** AIM 1 **
Decide whether each statement agrees with the passage on migration to Britain, answering yes or no and quoting the deciding words of the passage: (a) Between 1911 and 1926 the number of Protestants in the Irish Free State rose; (b) Historians have often compared the two groups; (c) The book draws on files of the Irish Grants Committee at the National Archives in Britain.
** AIM 2 **
According to the passage on migration to Britain, which civil engineering firm's corporate oral history is Niamh Dillon currently leading?
** AIM 3 **
Copy word for word the part of the passage on migration to Britain from "Niamh Dillon is" to "in Independent Ireland.".

-- Begin PASSAGE TO READ --

For both groups, the success of national independence movements in the first half of the twentieth century was cataclysmic and prompted a large-scale migration to Britain. Between 1911 and 1926, the number of Protestants in the Irish Free State dropped from approximately 313,000 to 208,000, and much of the British population left India. Although these numbers are significant, these two groups have largely been ignored by historians and have not been compared before.
Though instability in the new political order and lack of livelihood were determining factors in the decision to migrate, Dillon argues that Southern Irish Protestants and the British community in India "returned" to Britain after independence principally because these former elites no longer had a clearly defined role in the new post-colonial era. Return migrants chose Britain because of continuing connections with it as "home," but often found their colonial experience was not valued in a country re-orienting itself to the post-war order. Through interviews with those who experienced these events first-hand and the recently opened files of the Irish Grants Committee at the National Archives in Britain, this book offers new insights into the history of migration and the affinity these migrants felt with Britain and with the empire.

Niamh Dillon is currently leading a corporate oral history of one of the UK's leading civil engineering firms, J Murphy & Sons. She has published in the Oral History Journal and recently a chapter in Protestant and Irish: the Minority's Search for place in Independent Ireland.

-- End PASSAGE TO READ --
-- Begin LISTED RECORDS --

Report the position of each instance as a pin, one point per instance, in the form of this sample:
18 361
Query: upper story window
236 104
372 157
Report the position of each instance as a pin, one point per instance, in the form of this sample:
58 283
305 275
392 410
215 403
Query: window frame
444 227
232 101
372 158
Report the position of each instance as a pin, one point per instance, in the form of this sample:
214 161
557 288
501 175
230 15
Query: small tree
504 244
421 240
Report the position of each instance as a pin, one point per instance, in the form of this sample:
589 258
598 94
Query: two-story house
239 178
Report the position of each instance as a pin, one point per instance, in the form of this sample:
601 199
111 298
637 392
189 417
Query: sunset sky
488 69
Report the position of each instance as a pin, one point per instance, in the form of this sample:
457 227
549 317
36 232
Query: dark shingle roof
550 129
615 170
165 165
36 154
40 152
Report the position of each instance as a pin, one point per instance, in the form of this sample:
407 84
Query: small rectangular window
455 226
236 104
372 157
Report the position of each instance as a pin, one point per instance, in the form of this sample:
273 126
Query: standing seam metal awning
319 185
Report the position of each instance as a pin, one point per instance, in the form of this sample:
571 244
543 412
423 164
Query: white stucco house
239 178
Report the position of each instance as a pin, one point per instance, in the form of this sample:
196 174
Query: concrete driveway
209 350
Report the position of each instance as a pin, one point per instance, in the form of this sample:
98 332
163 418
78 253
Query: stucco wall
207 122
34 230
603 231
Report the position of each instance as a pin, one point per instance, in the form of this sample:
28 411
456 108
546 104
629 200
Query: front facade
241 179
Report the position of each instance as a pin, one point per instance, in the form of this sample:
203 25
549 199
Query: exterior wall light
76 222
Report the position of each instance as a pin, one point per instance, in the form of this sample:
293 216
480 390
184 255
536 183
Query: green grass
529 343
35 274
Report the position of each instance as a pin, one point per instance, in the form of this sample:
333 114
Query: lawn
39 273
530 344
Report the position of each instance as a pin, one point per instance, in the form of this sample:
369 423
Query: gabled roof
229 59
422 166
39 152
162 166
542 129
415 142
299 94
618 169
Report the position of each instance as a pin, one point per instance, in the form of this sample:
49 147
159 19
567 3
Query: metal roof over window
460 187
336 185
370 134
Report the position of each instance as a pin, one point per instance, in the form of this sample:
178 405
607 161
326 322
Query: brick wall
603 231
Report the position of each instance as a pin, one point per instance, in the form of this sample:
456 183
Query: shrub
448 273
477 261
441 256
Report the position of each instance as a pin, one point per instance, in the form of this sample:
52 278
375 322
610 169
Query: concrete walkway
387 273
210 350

-- End LISTED RECORDS --

** EXERCISE RESULT 1 **
(a) No: "dropped from approximately 313,000 to 208,000"
(b) No: "have not been compared before"
(c) Yes: "the recently opened files of the Irish Grants Committee at the National Archives in Britain"

** EXERCISE RESULT 2 **
J Murphy & Sons

** EXERCISE RESULT 3 **
Niamh Dillon is currently leading a corporate oral history of one of the UK's leading civil engineering firms, J Murphy & Sons. She has published in the Oral History Journal and recently a chapter in Protestant and Irish: the Minority's Search for place in Independent Ireland.